§ Your instructions: Write the data out verbatim.

= = = = = = =

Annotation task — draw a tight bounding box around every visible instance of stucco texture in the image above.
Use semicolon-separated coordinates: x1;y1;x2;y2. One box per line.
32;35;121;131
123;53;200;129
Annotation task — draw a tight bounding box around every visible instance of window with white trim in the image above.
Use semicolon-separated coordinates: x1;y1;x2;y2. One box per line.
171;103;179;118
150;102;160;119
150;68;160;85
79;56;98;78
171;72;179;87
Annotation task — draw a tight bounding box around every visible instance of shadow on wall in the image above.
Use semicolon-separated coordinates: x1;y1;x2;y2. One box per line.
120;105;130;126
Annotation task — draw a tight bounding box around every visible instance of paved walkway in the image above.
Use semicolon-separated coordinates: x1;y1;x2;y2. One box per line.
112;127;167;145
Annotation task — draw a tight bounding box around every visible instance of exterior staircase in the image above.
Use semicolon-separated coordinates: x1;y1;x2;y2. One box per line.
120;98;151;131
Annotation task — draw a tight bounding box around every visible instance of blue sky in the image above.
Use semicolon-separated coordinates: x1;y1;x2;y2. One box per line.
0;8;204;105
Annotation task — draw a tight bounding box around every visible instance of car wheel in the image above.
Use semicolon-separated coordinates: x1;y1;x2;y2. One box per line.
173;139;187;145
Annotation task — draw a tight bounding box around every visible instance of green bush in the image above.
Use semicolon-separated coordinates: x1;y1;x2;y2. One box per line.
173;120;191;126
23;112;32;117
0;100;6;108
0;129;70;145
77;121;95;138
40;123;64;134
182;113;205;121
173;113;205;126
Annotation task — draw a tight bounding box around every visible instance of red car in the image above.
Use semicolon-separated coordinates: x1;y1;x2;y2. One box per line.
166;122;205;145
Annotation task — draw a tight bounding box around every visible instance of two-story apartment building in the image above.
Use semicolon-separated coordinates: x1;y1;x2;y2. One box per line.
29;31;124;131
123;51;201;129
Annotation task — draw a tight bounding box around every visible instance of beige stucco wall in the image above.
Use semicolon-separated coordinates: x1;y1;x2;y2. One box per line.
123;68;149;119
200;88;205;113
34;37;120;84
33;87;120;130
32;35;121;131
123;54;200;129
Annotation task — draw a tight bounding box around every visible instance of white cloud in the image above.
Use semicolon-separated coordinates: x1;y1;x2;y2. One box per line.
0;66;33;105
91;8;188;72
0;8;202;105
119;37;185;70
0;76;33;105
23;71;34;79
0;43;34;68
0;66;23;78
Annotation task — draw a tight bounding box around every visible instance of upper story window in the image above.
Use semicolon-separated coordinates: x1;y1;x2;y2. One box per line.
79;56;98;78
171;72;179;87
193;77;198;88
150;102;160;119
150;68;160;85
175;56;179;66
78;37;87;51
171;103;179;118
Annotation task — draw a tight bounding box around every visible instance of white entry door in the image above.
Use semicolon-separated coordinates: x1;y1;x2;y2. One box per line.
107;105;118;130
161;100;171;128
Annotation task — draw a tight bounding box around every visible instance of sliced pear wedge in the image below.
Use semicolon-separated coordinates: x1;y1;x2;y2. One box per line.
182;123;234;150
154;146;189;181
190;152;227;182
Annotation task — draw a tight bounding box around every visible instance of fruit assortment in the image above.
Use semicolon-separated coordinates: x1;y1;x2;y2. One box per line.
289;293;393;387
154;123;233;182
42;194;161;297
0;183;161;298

= = = = = = =

§ The completed task:
Annotation task — draw a tight bounding box around every visible instance of stucco texture in the image above.
Use semicolon-separated coordinates: x1;y1;x2;y2. One box per line.
32;35;121;131
123;53;200;129
Annotation task — draw a tight bounding box around every visible instance of window with white trim in the image above.
Use semicolon-separated coordinates: x1;y1;x2;y2. One box per line.
171;103;179;118
150;102;160;119
150;68;160;85
79;56;98;78
171;72;179;87
Annotation task — draw a tight bounding box around every visible instance of shadow on wall in the image above.
Use semicolon-separated coordinates: x1;y1;x2;y2. One box per line.
120;105;130;126
Annotation task — draw a tight bounding box around every visible instance of paved walkway in the image above.
Use semicolon-separated coordinates: x1;y1;x2;y2. One box per line.
112;127;167;145
Annotation task — draw a tight bounding box around every visible instance of exterior staircase in the image above.
Use semicolon-separated coordinates: x1;y1;x2;y2. One box per line.
120;98;151;131
Annotation task — draw a tight bounding box around every visible instance of blue sky in the image above.
Use semicolon-separated coordinates: x1;y1;x2;y2. One box per line.
0;8;204;105
Annotation task — draw a tight bounding box around every visible instance of car wheel in the image above.
Use semicolon-separated coordinates: x1;y1;x2;y2. One box per line.
173;139;187;145
Annotation task — draw a tight bounding box around every visible instance of green bush in the image above.
Use semicolon-separated coordinates: x1;y1;x2;y2. One box per line.
173;120;191;126
23;112;32;117
0;100;6;108
0;129;70;145
77;121;95;138
40;123;64;134
182;113;205;121
173;113;205;126
Annotation task — draw a tight bounding box around every visible instance of red car in the image above.
Use semicolon-separated coordinates: x1;y1;x2;y2. One box per line.
166;122;205;145
Annotation task — draw a tight bounding box around every visible instance of two-story apartment building in the image above.
Use semicolon-separated coordinates: x1;y1;x2;y2. One box per line.
29;31;124;131
123;51;201;129
Annotation task — draw a tight bounding box around every visible instance of beige stucco wall in the image above.
Use semicolon-separated coordinates: x1;y1;x2;y2. One box per line.
123;68;149;119
200;88;205;113
34;37;120;84
33;87;120;130
32;35;121;131
123;54;200;129
Annotation task — draw a tight bounding box around every visible instance of white cloud in the image above.
Use semicolon-separated coordinates: x1;y1;x2;y2. One box per line.
0;66;33;105
91;8;188;72
0;8;202;105
119;37;185;70
0;76;33;105
23;71;34;79
0;43;34;68
0;66;23;78
Annotation task — draw a tight bounding box around every visible instance of upper story window in the image above.
Use semicolon-separated coordinates: x1;y1;x2;y2. One box per line.
79;56;98;78
171;72;179;87
193;77;198;88
150;102;160;119
150;68;160;85
175;56;179;66
78;37;87;51
171;103;179;118
Annotation task — draw a tight bounding box around every visible instance of white entry door in the image above.
Use semicolon-separated coordinates: x1;y1;x2;y2. One box per line.
107;105;118;130
161;100;171;128
Annotation task — draw a tight bounding box around every visible instance of sliced pear wedge in the image below.
Use semicolon-separated coordinates: x1;y1;x2;y2. One box per line.
182;123;234;150
154;146;189;181
190;152;227;182
Annotation task — draw a tight bounding box around every visible instance of fruit assortment in the image above.
Use semicolon-separated coordinates: x1;y1;x2;y2. One box per line.
289;293;393;387
154;123;233;182
42;194;161;297
0;183;161;298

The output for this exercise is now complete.